# WORK REQUIRED:
Can you write out, word for word, everything in the experimental design passage from "E. coli DH5α" down to "OD600 of 20."?

----- SELECTED PASSAGE

In experiments, the measured outcome typically depends on multiple variables. To measure their impact, scientists usually employ the one factor at a time (OFAT) approach, changing one variable at a time while holding all others constant. But this approach requires a lot of experiments, and does not quantify intervariable and higher-order dependencies. Here, the Design of Experiments (DoE) approach offers a solution42. Experiments are mathematically planned and evaluated, reducing the number of experiments while quantifying the impact of all variables and their dependencies on the readout. In the last decade, DoE has become increasingly popular in the field of chromatography13.

Here, DoE was employed to assess the impact of buffer components and time of incubation on autolysis by the CFDA-SE labeling assay. The software MODDE (Umetrics, Malmö, SE) was used for experimental planning, analysis and subsequent visualization. For response surface optimization (RSM) the suggested experimental design central composite face centered (CCF) with a star distance of 1 was chosen. The experiment included 19 conditions, including 5 center points, and was executed in the randomized order as suggested by the software. For evaluation, insignificant terms were removed until the model was not further improved. The experiment was valid for interpretation when R2, Q2, model validity and reproducibility were greater than 0.5, 0.2, 0.25 and 0.6, respectively. In case of very high reproducibility, a negative value for the model validity was accepted, as this represents an artefact if all other values match the criteria43.

CFDA-SE labeling and autolysis assay

E. coli

E. coli DH5α were transformed with pET30b to confer kanamycin resistance, plated on LB-kanamycin plates and incubated overnight at 37 °C. A single colony was picked and grown in 5 ml LB-kanamycin overnight. The preculture was inoculated 1:200 and expanded in 1 l LB-kanamycin under shaking at 200 rpm at 37 °C until reaching an OD600 of 1.0. Cells were harvested by centrifugation at 4400 g for 15 minutes at room temperature, washed twice and resuspended in PBS, adjusting an OD600 of 20.

----------
----- ENTRIES PROVIDED

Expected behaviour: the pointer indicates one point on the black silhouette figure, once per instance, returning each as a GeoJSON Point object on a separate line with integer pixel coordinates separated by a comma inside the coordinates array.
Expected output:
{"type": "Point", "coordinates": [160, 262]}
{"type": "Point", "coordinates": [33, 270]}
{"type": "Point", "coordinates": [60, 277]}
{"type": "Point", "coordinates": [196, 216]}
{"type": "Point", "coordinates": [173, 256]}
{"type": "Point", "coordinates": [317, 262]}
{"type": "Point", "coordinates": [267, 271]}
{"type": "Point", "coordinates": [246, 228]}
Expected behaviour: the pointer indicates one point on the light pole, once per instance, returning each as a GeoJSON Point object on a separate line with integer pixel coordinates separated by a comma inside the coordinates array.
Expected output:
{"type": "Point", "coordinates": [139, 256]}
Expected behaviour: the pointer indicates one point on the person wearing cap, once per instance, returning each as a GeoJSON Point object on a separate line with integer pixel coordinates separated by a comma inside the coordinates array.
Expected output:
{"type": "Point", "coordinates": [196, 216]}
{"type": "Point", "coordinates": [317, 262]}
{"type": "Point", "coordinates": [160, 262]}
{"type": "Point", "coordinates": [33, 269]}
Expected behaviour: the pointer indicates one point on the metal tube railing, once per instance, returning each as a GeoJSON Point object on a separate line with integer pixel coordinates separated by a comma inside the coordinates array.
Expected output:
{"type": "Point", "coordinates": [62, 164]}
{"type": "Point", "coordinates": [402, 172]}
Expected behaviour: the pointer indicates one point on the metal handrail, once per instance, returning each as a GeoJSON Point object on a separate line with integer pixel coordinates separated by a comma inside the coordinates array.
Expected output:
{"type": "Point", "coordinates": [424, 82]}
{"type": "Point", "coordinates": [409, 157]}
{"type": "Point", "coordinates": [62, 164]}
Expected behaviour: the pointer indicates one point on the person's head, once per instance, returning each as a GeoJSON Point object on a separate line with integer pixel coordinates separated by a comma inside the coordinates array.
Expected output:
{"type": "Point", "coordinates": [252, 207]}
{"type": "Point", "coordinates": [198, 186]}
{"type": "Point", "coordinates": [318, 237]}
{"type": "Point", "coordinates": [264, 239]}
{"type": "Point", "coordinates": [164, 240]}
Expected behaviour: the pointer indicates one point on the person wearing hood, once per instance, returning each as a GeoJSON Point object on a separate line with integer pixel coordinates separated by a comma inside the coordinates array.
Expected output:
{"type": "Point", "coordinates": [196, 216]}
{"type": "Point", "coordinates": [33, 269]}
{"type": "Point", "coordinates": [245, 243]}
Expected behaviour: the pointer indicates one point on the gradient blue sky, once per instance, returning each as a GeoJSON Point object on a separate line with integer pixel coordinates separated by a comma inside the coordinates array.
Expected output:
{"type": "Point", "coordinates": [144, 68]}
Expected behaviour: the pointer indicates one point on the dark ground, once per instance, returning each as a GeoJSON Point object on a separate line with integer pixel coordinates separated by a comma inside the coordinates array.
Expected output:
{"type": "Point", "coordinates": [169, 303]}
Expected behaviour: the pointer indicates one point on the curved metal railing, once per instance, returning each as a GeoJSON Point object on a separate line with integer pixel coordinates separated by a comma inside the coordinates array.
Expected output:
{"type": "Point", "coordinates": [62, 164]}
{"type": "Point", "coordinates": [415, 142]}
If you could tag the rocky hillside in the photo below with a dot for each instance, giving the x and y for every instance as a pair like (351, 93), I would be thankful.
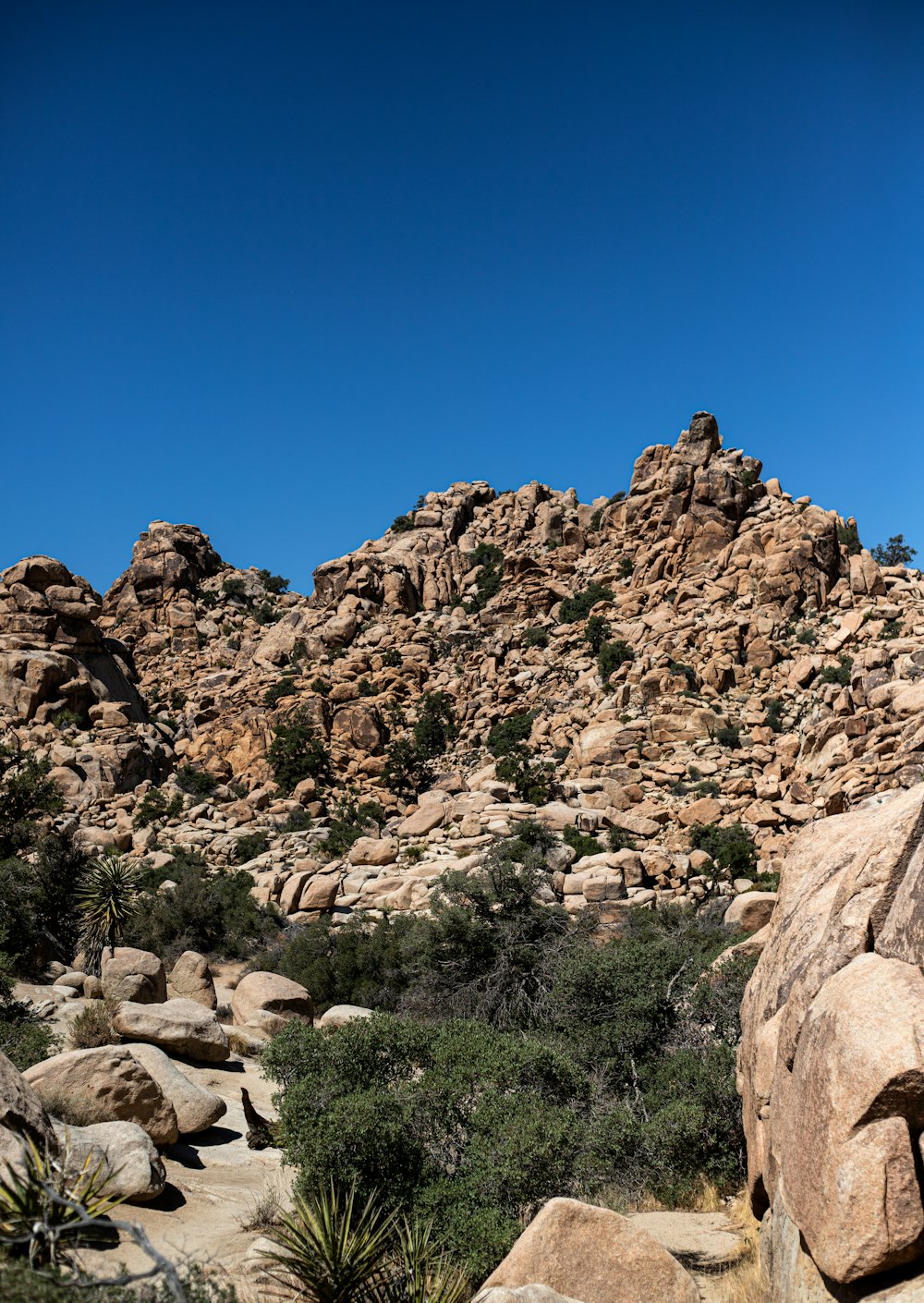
(700, 649)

----------

# EXPECTED OUTPUT:
E. coli DH5α were transformed with pET30b to confer kanamycin resistance, plated on LB-kanamycin plates and incubated overnight at 37 °C. A single colony was picked and grown in 5 ml LB-kanamycin overnight. The preculture was inoculated 1:200 and expanded in 1 l LB-kanamycin under shaking at 200 rpm at 37 °C until reaching an OD600 of 1.0. Cells were harvested by centrifugation at 4400 g for 15 minutes at room temperature, washed twice and resuspended in PBS, adjusting an OD600 of 20.